**WORK TO BE COMPLETED**
Would you please write out each of the entries below exactly, omitting pictures?

--------

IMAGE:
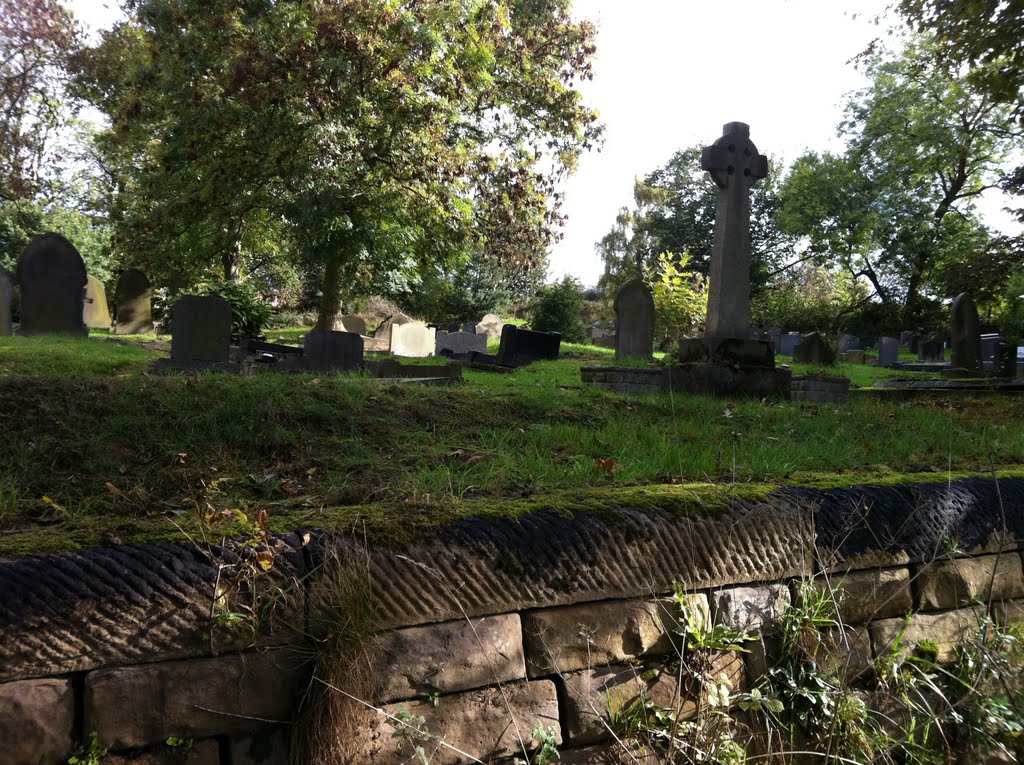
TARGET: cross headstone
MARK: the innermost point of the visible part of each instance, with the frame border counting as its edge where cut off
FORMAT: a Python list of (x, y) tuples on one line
[(888, 351), (201, 336), (95, 313), (635, 321), (735, 166), (52, 278), (133, 296), (965, 329), (6, 298)]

--------

**RESPONSE FOR THIS EXERCISE**
IMAGE:
TARGET: cross headstone
MARK: the innermost point of the visible part of each instance, with the frame border counting as its edge where cut off
FORMAT: a Python list of (x, y) tuples on one line
[(888, 351), (201, 336), (95, 313), (635, 321), (735, 166), (52, 278), (133, 296), (965, 329), (6, 298)]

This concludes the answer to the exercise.